_SUPPLIED TEXT_
§
FOCUS: Christmas Around The World 2020


I wrote this article several years ago and decided to use it this year since the Buckhannon City Christmas committee decided to decorate the stores, have special events and decorate the town with the theme “Christmas Around The World.”  I wish to commend Pam Bucklew and her committee for planning this salute to the Christmas traditions celebrated all around the world.  Please take the time to drive through Buckhannon’s Main Street and see all the wonderful decorations that one can find in the various business windows showcasing the many countries whose traditions of Christmas are shared. 

Be sure to stop and see the beautifully decorated USA Christmas Tree in front of the Courthouse.  Thank you to all who took the time to decorate the tree in red, white and blue ribbon, American flags and lights.  Your drive should also begin at the Courthouse and travel all through Main Street to WVWC to see the streetlight decorations put in place by our City crew.  Your drive will also see the many decorations that families have shared.  You can drive all over town and stay in your vehicle. 

“Christmas Around Our World” is a little different this year, but we must never forget the reason we celebrate Christmas.  Many years ago, a little baby was born in a stable.  This little baby would grow up to teach about God and how much we are loved.  Jesus was born in that stable and He died on a cross for us.  This is the reason for the season.

Even though I have never traveled around the world, I have a fascination with the Christmas traditions that are shared in other countries.  I love the history of the celebration of Christmas in America. It is troubling to watch the news and find out that the celebration of Christmas in many of our towns is being questioned and many traditions are no longer welcome.  We must not let these traditions be lost.  We should never force the traditions on those who do not believe them to be worthwhile.  However, for those who love Christmas, love to celebrate their family traditions, and wish to have a day to celebrate the birthday of Jesus, why is it wrong?  Christmas has been celebrated all around the world for centuries and there is no reason it has to be stopped. When our cherished traditions are taken away, when we are no longer able to wish “Merry Christmas,” are no longer allowed to see the Nativity, all Christmas Carols and Christmas programs cannot be shared in public and no Christmas trees are put up in the public square, the words Hope… Joy… Love and Peace will fade away.  Christmas is a time to share hope, joy, love and peace with our families, neighbors, those who need a helping hand and those who are all around the world and have no hope, joy, love or peace.  The world cannot afford to lose this connection with God and with each other.

These customs are taken from the Reader’s Digest Christmas Book.  In every time zone, Christ’s birthday is celebrated.  Each custom and tradition of the celebration of Christmas around the world is endearing.  To know that others celebrate Christmas as a time to remember the Christ Child and to spend time with family and friends gives us hope.

Many of the world’s cherished Christmas traditions stem from Germany where the first Christmas trees were decorated with sparkling glass balls and garlands of tinsel.  The Advent wreath with four candles leading up to Christ’s birthday is a German custom.

Austria celebrates Christmas with Father Christmas who parades through streets in full bishop’s regalia followed by a group of folks dressed in straw and wearing fur masks.  They greet children with a hug as they walk along.

Italians have a female Santa Claus called Lady Befana who passes out gifts on Epiphany while children roam the streets blowing paper trumpets.  The legend says that Lady Befana wanders the streets because the shepherds followed the star to find baby Jesus and she was delayed in setting out on her journey.  Ever since, she has wandered in search of the Christ child leaving gifts at each house in hopes that he might be within.
§
_RECORD SET_
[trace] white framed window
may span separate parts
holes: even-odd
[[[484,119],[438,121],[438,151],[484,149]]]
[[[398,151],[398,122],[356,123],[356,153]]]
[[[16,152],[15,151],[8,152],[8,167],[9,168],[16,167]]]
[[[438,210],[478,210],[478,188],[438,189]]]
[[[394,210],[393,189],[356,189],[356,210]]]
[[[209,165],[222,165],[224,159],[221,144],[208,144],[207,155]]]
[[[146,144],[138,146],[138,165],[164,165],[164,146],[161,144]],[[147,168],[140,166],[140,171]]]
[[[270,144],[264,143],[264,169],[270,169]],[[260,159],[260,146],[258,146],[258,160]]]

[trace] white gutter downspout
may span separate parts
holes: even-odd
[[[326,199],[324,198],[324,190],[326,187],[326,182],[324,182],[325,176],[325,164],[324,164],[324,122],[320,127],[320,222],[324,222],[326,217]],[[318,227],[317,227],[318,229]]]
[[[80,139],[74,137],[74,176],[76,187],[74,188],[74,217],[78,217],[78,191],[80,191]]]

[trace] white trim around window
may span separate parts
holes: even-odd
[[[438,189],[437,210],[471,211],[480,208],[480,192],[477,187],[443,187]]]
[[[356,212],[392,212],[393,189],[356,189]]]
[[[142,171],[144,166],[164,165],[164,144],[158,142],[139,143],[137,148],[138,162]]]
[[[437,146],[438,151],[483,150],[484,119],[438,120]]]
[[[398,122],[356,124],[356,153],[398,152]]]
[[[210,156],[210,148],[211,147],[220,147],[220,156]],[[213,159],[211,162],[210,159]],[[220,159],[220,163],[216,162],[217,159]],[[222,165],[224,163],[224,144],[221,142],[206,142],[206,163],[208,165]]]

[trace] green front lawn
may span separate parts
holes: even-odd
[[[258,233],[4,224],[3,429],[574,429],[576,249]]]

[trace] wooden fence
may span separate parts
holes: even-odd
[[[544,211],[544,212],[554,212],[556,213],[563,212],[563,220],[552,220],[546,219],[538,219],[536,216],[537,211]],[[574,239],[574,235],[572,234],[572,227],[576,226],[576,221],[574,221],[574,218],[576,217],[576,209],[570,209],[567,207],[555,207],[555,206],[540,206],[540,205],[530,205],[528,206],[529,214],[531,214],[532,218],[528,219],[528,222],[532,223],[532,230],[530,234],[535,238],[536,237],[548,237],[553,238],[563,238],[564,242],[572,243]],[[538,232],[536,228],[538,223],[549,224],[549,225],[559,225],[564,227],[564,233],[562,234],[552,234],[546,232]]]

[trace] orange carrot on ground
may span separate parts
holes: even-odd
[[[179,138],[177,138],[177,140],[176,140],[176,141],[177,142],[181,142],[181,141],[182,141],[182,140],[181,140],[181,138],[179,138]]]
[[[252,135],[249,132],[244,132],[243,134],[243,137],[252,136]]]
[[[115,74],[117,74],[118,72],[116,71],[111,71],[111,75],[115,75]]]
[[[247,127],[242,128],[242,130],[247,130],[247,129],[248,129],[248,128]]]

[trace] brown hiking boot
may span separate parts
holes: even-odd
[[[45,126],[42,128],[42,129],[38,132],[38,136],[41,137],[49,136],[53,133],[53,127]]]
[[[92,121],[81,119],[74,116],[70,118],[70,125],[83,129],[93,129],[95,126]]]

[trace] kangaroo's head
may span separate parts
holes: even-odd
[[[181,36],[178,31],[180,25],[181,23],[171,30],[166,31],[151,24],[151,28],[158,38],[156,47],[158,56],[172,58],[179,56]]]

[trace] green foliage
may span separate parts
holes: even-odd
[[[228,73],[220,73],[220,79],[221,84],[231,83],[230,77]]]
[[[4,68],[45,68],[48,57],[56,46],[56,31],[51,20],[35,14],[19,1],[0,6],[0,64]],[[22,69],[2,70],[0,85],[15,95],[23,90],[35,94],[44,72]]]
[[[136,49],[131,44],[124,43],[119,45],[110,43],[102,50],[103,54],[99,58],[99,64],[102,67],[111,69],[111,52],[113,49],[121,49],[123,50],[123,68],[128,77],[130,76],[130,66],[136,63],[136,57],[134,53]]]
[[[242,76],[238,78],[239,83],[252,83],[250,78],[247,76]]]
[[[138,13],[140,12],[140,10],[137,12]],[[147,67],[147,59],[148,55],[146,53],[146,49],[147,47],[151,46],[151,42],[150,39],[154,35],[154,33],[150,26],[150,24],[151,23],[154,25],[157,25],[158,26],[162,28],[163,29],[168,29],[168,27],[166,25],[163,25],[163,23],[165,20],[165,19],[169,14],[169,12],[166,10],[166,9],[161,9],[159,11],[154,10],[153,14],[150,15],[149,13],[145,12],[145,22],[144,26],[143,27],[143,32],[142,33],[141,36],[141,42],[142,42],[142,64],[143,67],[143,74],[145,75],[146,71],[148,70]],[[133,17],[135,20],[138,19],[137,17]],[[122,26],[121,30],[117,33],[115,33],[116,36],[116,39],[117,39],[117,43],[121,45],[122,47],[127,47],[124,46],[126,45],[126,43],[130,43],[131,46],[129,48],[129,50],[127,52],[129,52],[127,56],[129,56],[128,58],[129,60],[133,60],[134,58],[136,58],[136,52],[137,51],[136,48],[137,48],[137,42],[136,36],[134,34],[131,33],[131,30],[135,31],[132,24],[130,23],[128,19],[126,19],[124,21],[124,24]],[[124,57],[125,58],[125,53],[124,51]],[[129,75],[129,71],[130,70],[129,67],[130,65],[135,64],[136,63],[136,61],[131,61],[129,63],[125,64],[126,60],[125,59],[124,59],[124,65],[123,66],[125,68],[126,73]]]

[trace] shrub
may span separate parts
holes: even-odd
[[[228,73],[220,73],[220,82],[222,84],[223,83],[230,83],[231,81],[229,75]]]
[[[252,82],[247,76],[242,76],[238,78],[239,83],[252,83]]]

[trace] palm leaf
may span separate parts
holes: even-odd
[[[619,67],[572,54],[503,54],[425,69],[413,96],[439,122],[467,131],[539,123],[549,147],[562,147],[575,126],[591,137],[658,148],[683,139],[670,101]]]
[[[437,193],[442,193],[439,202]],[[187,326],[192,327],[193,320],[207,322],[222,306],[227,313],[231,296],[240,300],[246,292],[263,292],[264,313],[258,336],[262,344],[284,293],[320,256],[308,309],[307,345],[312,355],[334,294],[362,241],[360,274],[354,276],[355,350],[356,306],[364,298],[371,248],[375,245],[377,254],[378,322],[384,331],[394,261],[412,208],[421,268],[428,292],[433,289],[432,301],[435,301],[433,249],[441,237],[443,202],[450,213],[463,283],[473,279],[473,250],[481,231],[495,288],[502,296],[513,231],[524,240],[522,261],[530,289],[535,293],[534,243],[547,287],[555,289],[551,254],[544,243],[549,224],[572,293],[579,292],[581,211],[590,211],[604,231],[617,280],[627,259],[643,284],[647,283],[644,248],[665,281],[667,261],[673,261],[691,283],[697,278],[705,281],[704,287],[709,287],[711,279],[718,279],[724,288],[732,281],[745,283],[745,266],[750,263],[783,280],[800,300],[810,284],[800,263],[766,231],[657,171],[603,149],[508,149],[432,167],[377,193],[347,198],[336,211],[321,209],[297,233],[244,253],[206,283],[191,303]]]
§
_EXERCISES_
1. Please repeat the part of the Christmas article that opens with the words containing "FOCUS: Christmas Around" and closes with "Christmas are shared.".
2. According to the Christmas article, why does Lady Befana wander the streets leaving gifts at each house?
3. From what book does the Christmas article take the customs it describes?

_ANSWERS PER TASK_
1.
FOCUS: Christmas Around The World 2020


I wrote this article several years ago and decided to use it this year since the Buckhannon City Christmas committee decided to decorate the stores, have special events and decorate the town with the theme “Christmas Around The World.”  I wish to commend Pam Bucklew and her committee for planning this salute to the Christmas traditions celebrated all around the world.  Please take the time to drive through Buckhannon’s Main Street and see all the wonderful decorations that one can find in the various business windows showcasing the many countries whose traditions of Christmas are shared.

2. The legend says she was delayed in setting out on her journey when the shepherds followed the star to find baby Jesus. Ever since, she has wandered in search of the Christ child, leaving gifts at each house in hopes that he might be within.

3. The Reader's Digest Christmas Book.